### Exercise instructions
Keep only the lines from the top of the listing through the one with "Target: red roof", and reproduce them unaltered.

### Provided material
----

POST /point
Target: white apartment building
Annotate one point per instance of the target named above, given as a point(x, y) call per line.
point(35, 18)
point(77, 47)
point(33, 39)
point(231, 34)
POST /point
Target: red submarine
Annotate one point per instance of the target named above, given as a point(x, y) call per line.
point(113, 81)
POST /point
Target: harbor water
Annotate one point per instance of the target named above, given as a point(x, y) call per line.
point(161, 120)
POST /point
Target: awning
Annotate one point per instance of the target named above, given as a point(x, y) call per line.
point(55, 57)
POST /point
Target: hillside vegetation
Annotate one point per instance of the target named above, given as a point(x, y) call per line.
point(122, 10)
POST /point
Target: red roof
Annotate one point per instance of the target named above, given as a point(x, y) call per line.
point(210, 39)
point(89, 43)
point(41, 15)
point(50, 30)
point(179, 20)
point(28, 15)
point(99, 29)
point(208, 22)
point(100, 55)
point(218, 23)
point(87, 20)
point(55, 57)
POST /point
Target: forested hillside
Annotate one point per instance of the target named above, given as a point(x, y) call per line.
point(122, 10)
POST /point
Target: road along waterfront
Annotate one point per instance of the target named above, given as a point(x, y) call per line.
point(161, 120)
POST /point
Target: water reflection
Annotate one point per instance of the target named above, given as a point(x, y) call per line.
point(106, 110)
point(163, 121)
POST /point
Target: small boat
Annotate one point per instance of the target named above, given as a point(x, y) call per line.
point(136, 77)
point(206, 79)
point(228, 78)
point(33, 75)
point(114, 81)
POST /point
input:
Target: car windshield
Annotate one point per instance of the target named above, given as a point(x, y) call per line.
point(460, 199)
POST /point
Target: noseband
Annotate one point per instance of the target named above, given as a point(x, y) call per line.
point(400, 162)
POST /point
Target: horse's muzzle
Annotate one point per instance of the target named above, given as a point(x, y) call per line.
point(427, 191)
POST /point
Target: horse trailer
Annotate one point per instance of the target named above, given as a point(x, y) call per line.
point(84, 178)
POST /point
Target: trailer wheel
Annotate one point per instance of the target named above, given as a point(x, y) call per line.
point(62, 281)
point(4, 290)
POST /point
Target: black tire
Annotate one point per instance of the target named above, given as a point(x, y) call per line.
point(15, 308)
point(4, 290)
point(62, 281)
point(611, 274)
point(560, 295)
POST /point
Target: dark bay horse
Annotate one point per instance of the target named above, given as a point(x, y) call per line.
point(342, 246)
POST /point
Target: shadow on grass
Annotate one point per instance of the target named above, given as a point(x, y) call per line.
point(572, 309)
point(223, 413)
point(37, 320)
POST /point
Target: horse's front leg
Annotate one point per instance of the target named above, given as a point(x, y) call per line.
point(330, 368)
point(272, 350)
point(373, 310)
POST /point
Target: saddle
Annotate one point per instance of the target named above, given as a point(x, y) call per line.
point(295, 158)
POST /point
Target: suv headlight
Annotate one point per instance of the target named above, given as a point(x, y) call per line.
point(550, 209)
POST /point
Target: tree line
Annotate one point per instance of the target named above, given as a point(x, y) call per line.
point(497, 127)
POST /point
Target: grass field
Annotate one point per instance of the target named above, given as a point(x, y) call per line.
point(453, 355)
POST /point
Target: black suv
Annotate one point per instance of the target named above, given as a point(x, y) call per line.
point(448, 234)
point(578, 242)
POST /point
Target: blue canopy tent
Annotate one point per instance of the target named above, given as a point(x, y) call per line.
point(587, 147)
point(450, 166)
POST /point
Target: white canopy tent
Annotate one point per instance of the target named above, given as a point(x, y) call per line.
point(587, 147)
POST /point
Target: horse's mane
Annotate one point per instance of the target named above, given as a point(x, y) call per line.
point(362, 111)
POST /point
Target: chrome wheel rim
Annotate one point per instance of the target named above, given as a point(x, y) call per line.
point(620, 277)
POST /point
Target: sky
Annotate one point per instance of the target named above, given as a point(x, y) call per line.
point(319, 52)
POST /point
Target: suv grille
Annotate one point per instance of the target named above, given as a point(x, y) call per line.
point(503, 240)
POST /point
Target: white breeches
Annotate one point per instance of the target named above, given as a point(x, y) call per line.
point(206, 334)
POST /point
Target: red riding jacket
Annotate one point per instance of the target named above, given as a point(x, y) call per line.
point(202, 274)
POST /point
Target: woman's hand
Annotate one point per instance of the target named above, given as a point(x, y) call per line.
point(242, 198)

----

### Task answer
POST /point
Target: white apartment building
Annotate one point per instance of the target named above, given as a point(x, y) call per line.
point(35, 18)
point(77, 47)
point(33, 39)
point(231, 34)
POST /point
Target: red submarine
Annotate one point per instance of the target named above, given as a point(x, y) call per line.
point(113, 81)
POST /point
Target: harbor water
Annotate one point per instance of the target named above, given as a point(x, y) call per line.
point(161, 120)
POST /point
Target: awning
Annotate one point per instance of the target named above, given as a point(x, y) call per line.
point(55, 57)
POST /point
Target: hillside vegetation
Annotate one point per instance of the target named above, given as a point(x, y) call per line.
point(122, 10)
POST /point
Target: red roof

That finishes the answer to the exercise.